● **Written problem**
Switch every "Put a dot on" in these lines to "Place a point on" and reproduce the lines with nothing else changed. Leave the pictures out of your answer.

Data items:
━━━━━━━━━━━━━━━━━━━━

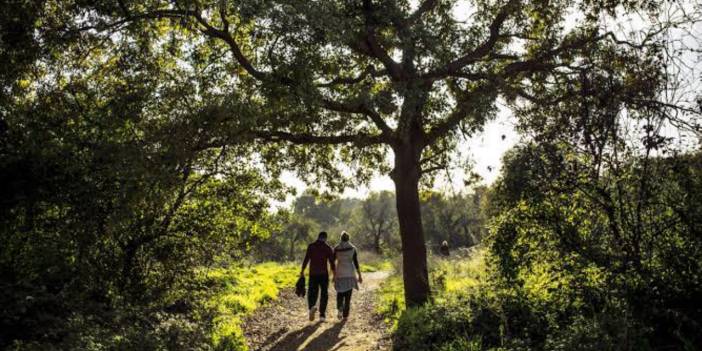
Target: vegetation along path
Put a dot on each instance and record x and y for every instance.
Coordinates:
(283, 325)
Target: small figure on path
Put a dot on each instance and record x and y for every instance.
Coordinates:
(444, 249)
(344, 278)
(319, 253)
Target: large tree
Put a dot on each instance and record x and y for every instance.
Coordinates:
(356, 79)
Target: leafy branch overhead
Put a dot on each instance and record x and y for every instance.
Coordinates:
(350, 65)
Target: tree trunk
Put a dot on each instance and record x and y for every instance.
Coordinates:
(376, 242)
(414, 254)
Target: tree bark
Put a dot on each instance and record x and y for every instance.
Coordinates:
(376, 242)
(406, 176)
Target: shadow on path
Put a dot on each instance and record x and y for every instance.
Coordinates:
(328, 339)
(291, 341)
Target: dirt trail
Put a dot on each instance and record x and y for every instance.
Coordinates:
(283, 325)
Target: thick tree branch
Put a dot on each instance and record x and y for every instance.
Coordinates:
(360, 140)
(363, 109)
(369, 45)
(484, 49)
(463, 109)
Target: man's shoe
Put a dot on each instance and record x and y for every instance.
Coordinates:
(312, 311)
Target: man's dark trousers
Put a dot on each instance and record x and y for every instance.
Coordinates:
(318, 284)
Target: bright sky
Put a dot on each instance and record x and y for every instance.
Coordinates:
(484, 151)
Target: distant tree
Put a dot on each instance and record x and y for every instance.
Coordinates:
(356, 79)
(378, 217)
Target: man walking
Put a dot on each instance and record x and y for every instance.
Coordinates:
(319, 253)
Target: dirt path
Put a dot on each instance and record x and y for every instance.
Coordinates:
(284, 325)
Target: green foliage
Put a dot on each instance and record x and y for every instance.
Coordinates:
(240, 292)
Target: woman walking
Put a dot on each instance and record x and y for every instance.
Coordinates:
(345, 280)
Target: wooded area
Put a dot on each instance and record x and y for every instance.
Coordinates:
(142, 145)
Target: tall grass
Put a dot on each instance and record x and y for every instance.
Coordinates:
(241, 291)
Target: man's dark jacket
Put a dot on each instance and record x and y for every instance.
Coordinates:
(318, 254)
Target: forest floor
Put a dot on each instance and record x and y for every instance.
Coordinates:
(284, 325)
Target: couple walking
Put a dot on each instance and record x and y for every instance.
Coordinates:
(343, 261)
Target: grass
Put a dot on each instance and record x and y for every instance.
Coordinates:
(241, 291)
(449, 278)
(373, 262)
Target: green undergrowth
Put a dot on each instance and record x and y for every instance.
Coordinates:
(450, 278)
(241, 291)
(373, 262)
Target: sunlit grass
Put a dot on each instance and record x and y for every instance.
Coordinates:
(449, 277)
(242, 291)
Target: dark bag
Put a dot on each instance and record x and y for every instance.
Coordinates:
(300, 287)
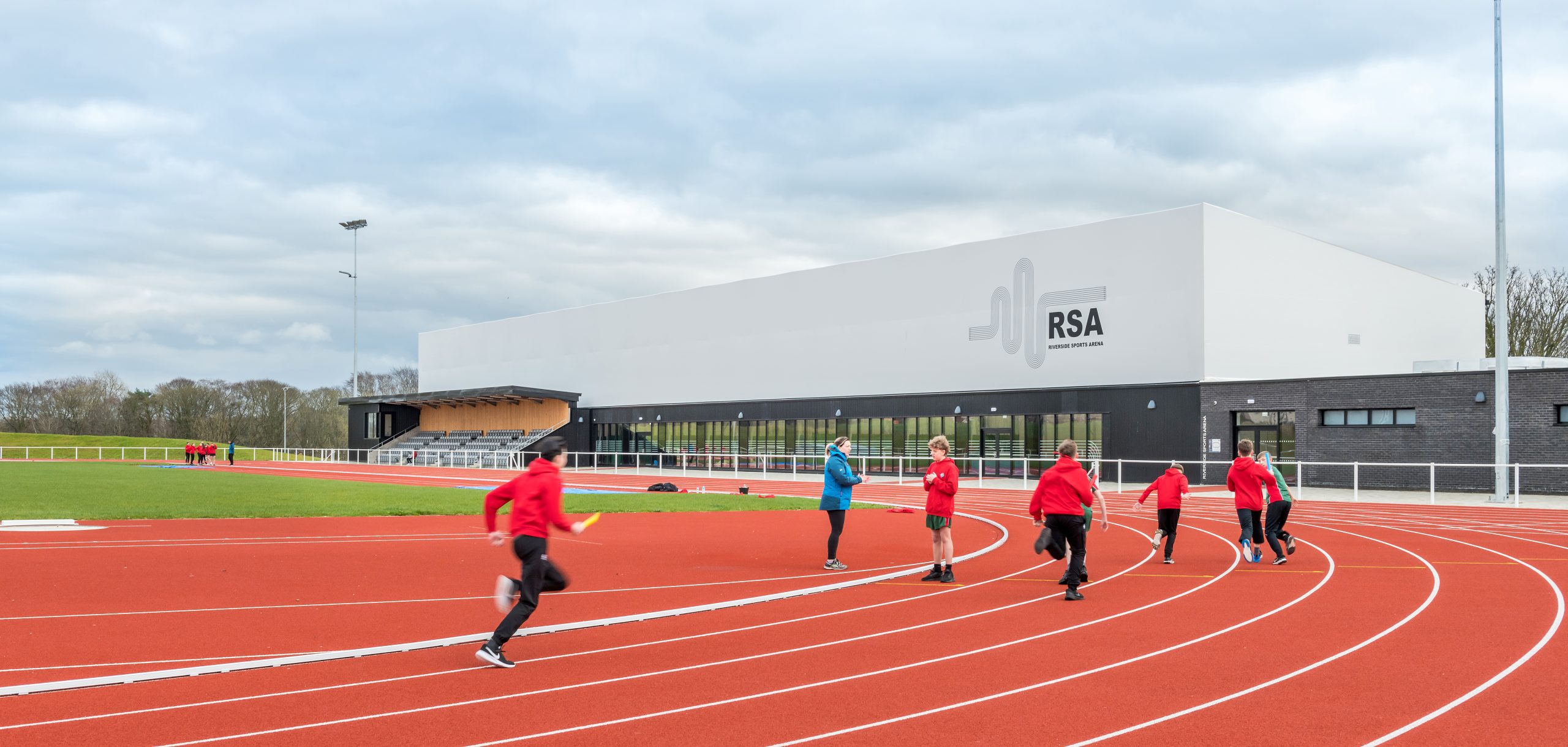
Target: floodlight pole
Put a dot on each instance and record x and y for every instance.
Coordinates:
(286, 418)
(1499, 294)
(355, 227)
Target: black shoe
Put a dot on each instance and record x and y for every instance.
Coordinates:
(490, 653)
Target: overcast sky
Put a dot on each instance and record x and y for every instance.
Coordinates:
(172, 175)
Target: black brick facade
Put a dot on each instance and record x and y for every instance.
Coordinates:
(1451, 426)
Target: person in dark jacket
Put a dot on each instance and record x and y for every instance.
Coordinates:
(838, 484)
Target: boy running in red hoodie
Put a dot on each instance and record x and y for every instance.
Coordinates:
(535, 507)
(1057, 506)
(941, 484)
(1247, 479)
(1172, 488)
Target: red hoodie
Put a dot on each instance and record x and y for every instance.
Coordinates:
(1063, 488)
(1247, 479)
(1170, 485)
(941, 484)
(535, 501)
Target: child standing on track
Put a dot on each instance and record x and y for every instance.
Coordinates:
(1278, 512)
(1057, 506)
(1172, 488)
(535, 507)
(941, 484)
(1247, 479)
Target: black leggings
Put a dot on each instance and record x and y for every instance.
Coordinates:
(1278, 512)
(836, 523)
(1067, 533)
(1252, 525)
(538, 575)
(1169, 518)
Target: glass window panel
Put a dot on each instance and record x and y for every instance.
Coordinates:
(1258, 418)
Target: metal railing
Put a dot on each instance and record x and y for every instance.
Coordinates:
(1023, 473)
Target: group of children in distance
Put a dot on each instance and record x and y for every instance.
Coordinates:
(205, 454)
(1062, 506)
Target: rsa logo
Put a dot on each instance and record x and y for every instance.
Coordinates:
(1031, 322)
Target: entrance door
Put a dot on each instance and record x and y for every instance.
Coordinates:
(1269, 430)
(996, 448)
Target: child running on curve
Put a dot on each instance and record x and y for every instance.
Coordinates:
(941, 484)
(1247, 479)
(1170, 490)
(1277, 514)
(535, 507)
(1057, 506)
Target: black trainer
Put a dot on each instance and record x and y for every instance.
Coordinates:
(1045, 545)
(490, 653)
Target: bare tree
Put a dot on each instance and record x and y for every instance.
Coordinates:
(1537, 311)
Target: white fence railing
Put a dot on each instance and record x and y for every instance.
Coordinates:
(1118, 474)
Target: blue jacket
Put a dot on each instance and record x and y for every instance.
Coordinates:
(838, 482)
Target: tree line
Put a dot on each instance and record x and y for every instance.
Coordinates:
(248, 413)
(1537, 311)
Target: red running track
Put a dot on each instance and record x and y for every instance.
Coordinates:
(1421, 625)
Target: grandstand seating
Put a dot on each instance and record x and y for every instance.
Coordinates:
(461, 448)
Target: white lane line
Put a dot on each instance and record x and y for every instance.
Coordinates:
(774, 623)
(642, 675)
(1437, 584)
(1236, 559)
(1518, 662)
(250, 544)
(149, 661)
(440, 598)
(355, 653)
(1049, 681)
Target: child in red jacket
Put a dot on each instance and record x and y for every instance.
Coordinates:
(941, 484)
(535, 507)
(1057, 506)
(1172, 488)
(1247, 480)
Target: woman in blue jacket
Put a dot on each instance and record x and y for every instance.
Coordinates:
(838, 482)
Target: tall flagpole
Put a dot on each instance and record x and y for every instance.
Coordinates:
(1499, 294)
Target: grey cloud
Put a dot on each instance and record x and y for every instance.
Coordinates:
(179, 216)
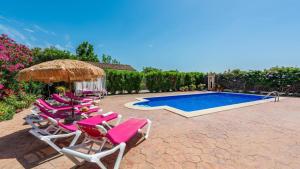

━━━━━━━━━━━━━━━━━━━━

● **Answer below**
Target: vegetation along path
Place a point on each instance and record x and y for every instance.
Coordinates:
(283, 325)
Target: small figure on path
Place a point on each instance and record x and y for every instance.
Coordinates:
(444, 249)
(344, 278)
(319, 253)
Target: large tree
Place a point on each instance and record x and y for every instance.
Coordinates:
(356, 79)
Target: leafy branch overhead
Place a point on each instance and record x and y for every instance.
Coordinates:
(350, 65)
Target: tree trunk
Place a point on each instance and record x and y for every instance.
Coordinates:
(376, 242)
(414, 254)
Target: tree bark
Place a point on each instance and record x and y for every instance.
Coordinates:
(376, 242)
(406, 176)
Target: shadow on path
Place a point on each instance and record x and y for every instance.
Coordinates:
(328, 339)
(291, 341)
Target: dirt trail
Place a point on each instance and record x and y for every instance.
Coordinates:
(283, 325)
Target: thick tree branch
Place a point on each instance and record x and y for every instance.
Coordinates:
(360, 140)
(363, 109)
(369, 45)
(484, 49)
(463, 109)
Target: man's shoe
Place a point on each instance and record x and y for every instance.
Coordinates:
(312, 311)
Target: man's dark trousers
Place a point on each instance and record x and y for every instance.
Coordinates:
(318, 284)
Target: bright sky
Place a point on each instance and record x and y for every instance.
Coordinates:
(484, 151)
Target: distant tree
Place a point on each instance and record x and y for every instance.
Coordinates:
(356, 79)
(378, 217)
Target: man walking
Place a point on each instance and record x and y for every instance.
Coordinates:
(319, 253)
Target: dirt path
Place a point on each instance and record x and y for every instance.
Coordinates:
(284, 325)
Target: green foliage
Place a point on each instance and record x and y for every instance.
Coordinates:
(240, 292)
Target: woman walking
Place a point on each instance and record x and y for every instance.
Coordinates:
(345, 280)
Target: wooded area
Place a point on each instance and record x and y for every instance.
Coordinates:
(142, 145)
Target: tall grass
Place a point on each instance and record x and y for every instance.
Coordinates:
(241, 291)
Target: man's dark jacket
Place a point on each instance and record x and y for every instance.
Coordinates:
(318, 254)
Target: forest floor
Place a point on each instance and record x and y for every instance.
Coordinates:
(284, 325)
Target: couple walking
Place a point on each instance and record x and y for every instance.
Coordinates:
(343, 261)
Target: grass
Place a point on each instance and record x and y for every instance.
Coordinates:
(241, 291)
(449, 278)
(373, 262)
Target: green undergrowth
Place a point on each instance and record x and y for every instance.
Coordinates:
(450, 278)
(241, 291)
(373, 262)
Target: sunlit grass
Place a point on each instance and record x and y for every instance.
Coordinates:
(449, 277)
(242, 291)
Target: dark bag
Place a point on each instance and record x and y for every instance.
Coordinates:
(300, 287)
Target: floodlight pole
Place a point on each instance and record x and y for every instance.
Coordinates:
(286, 418)
(1499, 294)
(355, 227)
Target: black shoe
Place a point on each instance and record x and y for every instance.
Coordinates:
(490, 653)
Target: overcast sky
Place a point on each instance and record x and y for every instance.
Coordinates:
(172, 175)
Target: black brick facade
Place a point on each instance and record x and y for every instance.
Coordinates:
(1451, 426)
Target: person in dark jacket
Place a point on each instance and record x and y for every instance.
Coordinates:
(838, 484)
Target: boy running in red hoodie
Place a point on each instance and record x and y for every instance.
Coordinates:
(535, 507)
(1057, 506)
(941, 484)
(1247, 479)
(1172, 488)
Target: red hoodie
Place a point on each instance and record x and y for every instance.
Coordinates:
(1063, 488)
(1247, 479)
(1170, 485)
(941, 484)
(535, 501)
Target: child standing on track
Place a point on each instance and record x and y for every instance.
Coordinates:
(1278, 512)
(1057, 506)
(1172, 488)
(535, 507)
(941, 484)
(1247, 479)
Target: black leggings
Place a point on each instance and record x and y for every instance.
Coordinates:
(1278, 512)
(836, 523)
(1067, 533)
(1252, 525)
(538, 575)
(1169, 518)
Target: glass window panel
Place a point on each instance and record x and y for every instance.
Coordinates:
(1258, 418)
Target: metal railing
Place a point on each instance and record x and y for every instance.
Coordinates:
(1023, 473)
Target: group of children in distance
Place a point on each instance and record x and y for every instance.
Coordinates:
(205, 454)
(1062, 506)
Target: rsa logo
Place a point on each instance and record x and y for every instance.
Coordinates:
(1031, 322)
Target: entrance door
Place a point on each instance and record x and y for every instance.
Coordinates:
(1269, 430)
(996, 448)
Target: child running on curve
Place a point on each instance and record x and y for every instance.
Coordinates:
(941, 484)
(1247, 479)
(1170, 490)
(1277, 514)
(535, 507)
(1057, 506)
Target: black trainer
Place a point on each instance and record x and y for every instance.
Coordinates:
(1045, 545)
(490, 653)
Target: bare tree
Place a point on each instance and record x and y for every instance.
Coordinates:
(1537, 311)
Target: white fence railing
Place a point on each instance and record x and y for every instance.
Coordinates:
(1118, 474)
Target: blue jacket
Place a point on each instance and record x and y for every instance.
Coordinates:
(838, 482)
Target: tree line
Place a point on each instance and record x and y for every instance.
Coordinates:
(248, 413)
(1537, 311)
Target: red running track
Place a point on each instance and record x and y for every instance.
Coordinates:
(1421, 625)
Target: grandstand seating
Place a point on each instance and record x and y for every instance.
Coordinates:
(461, 448)
Target: white lane line
Place a point on each instance and record x and y for every instance.
Coordinates:
(774, 623)
(642, 675)
(1437, 584)
(1236, 559)
(1518, 662)
(250, 544)
(149, 661)
(440, 598)
(355, 653)
(1049, 681)
Target: child in red jacket
Place a point on each instance and record x and y for every instance.
Coordinates:
(941, 484)
(535, 507)
(1057, 506)
(1172, 488)
(1247, 480)
Target: woman in blue jacket
Place a point on each instance and record x and y for every instance.
Coordinates:
(838, 482)
Target: tall flagpole
Place a point on each instance and record x and y for every instance.
Coordinates:
(1499, 294)
Target: grey cloud
Place a point on each instance and record x and y for every instance.
Coordinates:
(179, 216)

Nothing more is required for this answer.